▶ SHORT EXERCISE
Can you reproduce every line of the data below word for word?

# RECORDS SUPPLIED start

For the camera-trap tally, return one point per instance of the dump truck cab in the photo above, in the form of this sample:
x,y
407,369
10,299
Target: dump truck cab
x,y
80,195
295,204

# RECORDS SUPPLIED end

▶ RESPONSE TO THE TASK
For the camera-trap tally, return one point per instance of the dump truck cab in the photo above, in the form of this sample:
x,y
407,369
10,299
Target: dump truck cab
x,y
80,195
295,204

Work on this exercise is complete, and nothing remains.